[Data excerpts]
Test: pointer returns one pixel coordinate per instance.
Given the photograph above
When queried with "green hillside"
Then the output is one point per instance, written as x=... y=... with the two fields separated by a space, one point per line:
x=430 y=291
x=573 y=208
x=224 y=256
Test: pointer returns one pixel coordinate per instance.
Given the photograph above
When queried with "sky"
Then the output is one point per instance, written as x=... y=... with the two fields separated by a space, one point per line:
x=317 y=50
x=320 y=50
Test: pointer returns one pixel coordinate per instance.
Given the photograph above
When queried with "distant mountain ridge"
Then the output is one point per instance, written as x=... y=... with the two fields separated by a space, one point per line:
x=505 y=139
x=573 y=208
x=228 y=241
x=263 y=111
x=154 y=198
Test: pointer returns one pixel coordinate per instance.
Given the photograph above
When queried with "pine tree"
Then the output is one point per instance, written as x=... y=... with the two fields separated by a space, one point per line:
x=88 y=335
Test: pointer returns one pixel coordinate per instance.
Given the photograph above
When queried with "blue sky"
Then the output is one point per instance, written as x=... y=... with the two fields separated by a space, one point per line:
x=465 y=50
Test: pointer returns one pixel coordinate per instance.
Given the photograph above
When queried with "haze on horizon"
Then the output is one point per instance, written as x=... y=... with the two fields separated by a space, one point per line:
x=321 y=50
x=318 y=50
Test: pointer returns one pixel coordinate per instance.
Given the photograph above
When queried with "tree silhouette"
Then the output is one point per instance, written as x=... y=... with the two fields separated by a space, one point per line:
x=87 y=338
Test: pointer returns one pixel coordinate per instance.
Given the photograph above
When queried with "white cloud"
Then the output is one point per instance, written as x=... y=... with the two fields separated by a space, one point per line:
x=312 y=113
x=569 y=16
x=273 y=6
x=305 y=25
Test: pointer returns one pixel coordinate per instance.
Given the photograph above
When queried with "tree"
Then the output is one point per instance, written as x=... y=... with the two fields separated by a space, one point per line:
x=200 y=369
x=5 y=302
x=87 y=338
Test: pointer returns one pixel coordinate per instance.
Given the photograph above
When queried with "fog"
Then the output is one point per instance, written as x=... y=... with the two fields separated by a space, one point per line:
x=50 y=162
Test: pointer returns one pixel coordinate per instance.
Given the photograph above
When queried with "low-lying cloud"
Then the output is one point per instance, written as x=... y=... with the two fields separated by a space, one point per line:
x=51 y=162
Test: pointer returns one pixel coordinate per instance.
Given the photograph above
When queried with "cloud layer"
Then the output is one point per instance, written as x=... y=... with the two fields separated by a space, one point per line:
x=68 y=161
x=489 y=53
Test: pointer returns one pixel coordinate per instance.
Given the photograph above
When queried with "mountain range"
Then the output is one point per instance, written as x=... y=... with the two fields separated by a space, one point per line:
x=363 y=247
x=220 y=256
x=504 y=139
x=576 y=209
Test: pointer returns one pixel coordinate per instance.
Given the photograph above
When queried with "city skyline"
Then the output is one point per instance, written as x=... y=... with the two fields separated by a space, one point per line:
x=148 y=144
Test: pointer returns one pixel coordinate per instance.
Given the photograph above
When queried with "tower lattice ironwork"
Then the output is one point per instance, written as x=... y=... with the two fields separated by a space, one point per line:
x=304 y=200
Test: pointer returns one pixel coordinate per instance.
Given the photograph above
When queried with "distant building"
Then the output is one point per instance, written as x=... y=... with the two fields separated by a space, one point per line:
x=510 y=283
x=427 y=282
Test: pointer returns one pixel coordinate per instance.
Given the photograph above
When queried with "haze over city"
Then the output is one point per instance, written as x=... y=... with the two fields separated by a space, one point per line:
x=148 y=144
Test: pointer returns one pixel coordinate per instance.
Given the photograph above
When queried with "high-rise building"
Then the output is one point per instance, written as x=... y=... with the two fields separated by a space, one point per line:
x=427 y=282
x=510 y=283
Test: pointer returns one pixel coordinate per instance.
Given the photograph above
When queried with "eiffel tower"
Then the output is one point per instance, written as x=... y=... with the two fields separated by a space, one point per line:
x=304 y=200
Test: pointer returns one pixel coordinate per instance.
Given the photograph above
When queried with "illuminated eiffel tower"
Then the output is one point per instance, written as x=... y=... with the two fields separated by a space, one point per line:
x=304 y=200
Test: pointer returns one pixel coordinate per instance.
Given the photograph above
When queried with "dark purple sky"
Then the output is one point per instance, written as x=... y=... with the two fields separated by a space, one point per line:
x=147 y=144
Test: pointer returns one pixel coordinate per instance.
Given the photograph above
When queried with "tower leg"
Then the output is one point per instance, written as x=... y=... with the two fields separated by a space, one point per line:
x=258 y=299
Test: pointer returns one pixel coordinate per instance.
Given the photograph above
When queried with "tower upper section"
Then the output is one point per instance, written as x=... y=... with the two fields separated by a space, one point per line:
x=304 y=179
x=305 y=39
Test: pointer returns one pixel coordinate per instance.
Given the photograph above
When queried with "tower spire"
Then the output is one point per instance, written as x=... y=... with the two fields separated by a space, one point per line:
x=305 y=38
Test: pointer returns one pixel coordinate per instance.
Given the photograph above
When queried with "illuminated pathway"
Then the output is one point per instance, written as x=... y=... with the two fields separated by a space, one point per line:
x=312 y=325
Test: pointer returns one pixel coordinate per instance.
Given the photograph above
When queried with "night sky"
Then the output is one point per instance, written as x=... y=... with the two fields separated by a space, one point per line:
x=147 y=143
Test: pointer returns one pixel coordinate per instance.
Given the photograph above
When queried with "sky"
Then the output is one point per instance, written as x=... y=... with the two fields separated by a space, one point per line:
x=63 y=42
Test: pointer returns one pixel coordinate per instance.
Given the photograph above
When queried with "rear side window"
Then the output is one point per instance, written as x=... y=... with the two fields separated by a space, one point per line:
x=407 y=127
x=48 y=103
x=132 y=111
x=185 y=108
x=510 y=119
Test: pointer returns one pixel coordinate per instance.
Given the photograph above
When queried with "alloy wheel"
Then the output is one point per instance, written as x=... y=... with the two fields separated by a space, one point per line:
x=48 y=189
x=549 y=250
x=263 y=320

- [EXERCISE GOAL]: Reproduce all the records precisely.

- [SOLUTION FOR THIS TASK]:
Test: pointer returns one pixel coordinate per instance.
Given the photograph above
When queried with "green hillside"
Then the output is one point per instance, written as x=... y=... with the two fields separated by a space, one point per line:
x=430 y=291
x=573 y=208
x=224 y=256
Test: pointer returns one pixel coordinate per instance.
Given the photograph above
When queried with "sky"
Then the output is one point per instance, written as x=... y=... with the two fields separated by a space, one point per line:
x=317 y=50
x=320 y=50
Test: pointer returns one pixel coordinate per instance.
Given the photograph above
When queried with "distant mountain ridge"
Then the output is one point per instance, written as x=... y=... with the two fields separated by a space, one point per line:
x=505 y=139
x=573 y=208
x=228 y=241
x=263 y=111
x=154 y=198
Test: pointer returns one pixel coordinate per instance.
Given the photograph above
When queried with "pine tree"
Then the output is one point per instance, written as x=... y=... with the two fields separated by a space, one point per line:
x=88 y=335
Test: pointer returns one pixel coordinate per instance.
Given the photograph above
When queried with "blue sky"
Then the output is one point per instance, written as x=... y=... with the two fields separated by a space, one point per line:
x=465 y=50
Test: pointer returns one pixel coordinate per instance.
Given the photograph above
When queried with "haze on horizon"
Then the output is one point per instance, written as x=... y=... with the two fields separated by a space, one point per line:
x=321 y=50
x=318 y=50
Test: pointer returns one pixel coordinate per instance.
Given the photograph above
When queried with "tree silhouette"
Then the output is one point per instance, written as x=... y=... with the two fields separated by a space, one point per line:
x=87 y=338
Test: pointer returns one pixel coordinate per instance.
Given the photograph above
When queried with "white cloud"
Then the output is one point per instance, written as x=... y=... with the two fields separated by a space, one point per line:
x=312 y=113
x=569 y=16
x=273 y=6
x=305 y=25
Test: pointer returns one pixel coordinate per instance.
Given the photograph above
When queried with "tree"
Then the output is one point per instance, written as x=... y=... with the two fields separated by a space, one point per line:
x=200 y=369
x=5 y=302
x=87 y=338
Test: pointer returns one pixel coordinate per instance.
Given the photograph above
When queried with "fog"
Then the output is one point per instance, written as x=... y=... with the two fields separated by a space, one point per line:
x=50 y=162
Test: pointer returns one pixel coordinate per instance.
Given the photograph above
When queried with "low-lying cloud"
Then the output is one point per instance, written as x=... y=... with the two fields separated by a space, one point per line:
x=51 y=162
Test: pointer returns one pixel coordinate per instance.
Given the photograph above
When queried with "cloud layer"
Then the output is one point per instance, written as x=... y=... with the two fields separated by a space, one point per line:
x=68 y=161
x=489 y=53
Test: pointer returns one pixel coordinate per instance.
Given the photograph above
When queried with "mountain range"
Then the output is one point per instance, written as x=... y=... with the two fields separated by a space, one point per line:
x=363 y=247
x=220 y=256
x=504 y=139
x=576 y=209
Test: pointer returns one pixel coordinate per instance.
Given the photograph above
When queried with "city skyline"
Then the output is one point per instance, written as x=... y=... with the two fields separated by a space, one point per line:
x=148 y=144
Test: pointer returns one pixel coordinate per instance.
Given the photograph above
When queried with "tower lattice ironwork"
Then the output is one point per instance, written as x=... y=... with the two fields separated by a space, one point per line:
x=304 y=200
Test: pointer returns one pixel coordinate per instance.
Given the photograph above
When queried with "distant building"
Then the output is one point per instance, written as x=... y=... with the two fields separated by a space, one point per line:
x=510 y=283
x=427 y=282
Test: pointer returns one pixel coordinate per instance.
Given the photograph above
When queried with "haze over city"
Then the output is one point per instance, written as x=... y=... with the two fields separated by a space, one point per line:
x=148 y=144
Test: pointer returns one pixel coordinate per instance.
Given the photograph above
When queried with "high-rise building"
Then the output is one point per instance, written as x=... y=... with the two fields separated by a space, one point per line:
x=427 y=282
x=510 y=283
Test: pointer returns one pixel coordinate per instance.
Given the photograph above
When queried with "eiffel tower"
Then the output is one point per instance, written as x=... y=... with the two fields separated by a space, one point per line:
x=304 y=200
Test: pointer returns one pixel coordinate per instance.
Given the photograph above
When queried with "illuminated eiffel tower"
Then the output is one point per instance, written as x=... y=... with the two fields separated by a space, one point per line:
x=304 y=200
Test: pointer returns one pixel coordinate per instance.
Given the photograph above
When queried with "dark purple sky"
Then the output is one point per instance, written as x=... y=... with the two fields separated by a space, one point per line:
x=147 y=144
Test: pointer returns one pixel coordinate per instance.
Given the photograph above
When queried with "tower leg"
Then the output is one point per instance, written as x=... y=... with the two fields separated by a space, one point per line:
x=258 y=299
Test: pointer returns one pixel coordinate per instance.
Given the photograph above
When queried with "tower upper section"
Then the output is one point per instance, written as x=... y=... with the two fields separated by a space, one point per line:
x=304 y=179
x=305 y=39
Test: pointer returns one pixel coordinate per instance.
Given the photograph above
When queried with "tower spire"
Then the output is one point per instance, written as x=... y=... with the two fields separated by a space, one point per line:
x=305 y=38
Test: pointer returns one pixel coordinate per instance.
Given the photograph above
When queried with "illuminated pathway"
Then the output is one point per instance, written as x=... y=... with the two fields separated by a space, one point per line:
x=312 y=325
Test: pointer returns one pixel coordinate per instance.
Given the photograph above
When queried with "night sky"
Then the output is one point per instance, written as x=... y=... with the two fields separated by a space, one point per line:
x=147 y=143
Test: pointer returns one pixel coordinate per instance.
Given the photograph above
When queried with "sky"
Then the output is one point per instance, written as x=... y=... with the two fields separated by a space, one point per line:
x=63 y=42
Test: pointer returns one pixel coordinate per instance.
Given the photograph above
When queried with "rear side window"
Then the output is one point per instance, written as x=... y=... with the two fields separated by a space, one point per line:
x=407 y=127
x=48 y=103
x=132 y=111
x=185 y=108
x=510 y=119
Test: pointer returns one pixel coordinate per instance.
Given the photograph above
When queried with "alloy wheel"
Then the output is one point per instance, written as x=... y=... with the two fields separated by a space, one point per line:
x=48 y=189
x=549 y=250
x=263 y=320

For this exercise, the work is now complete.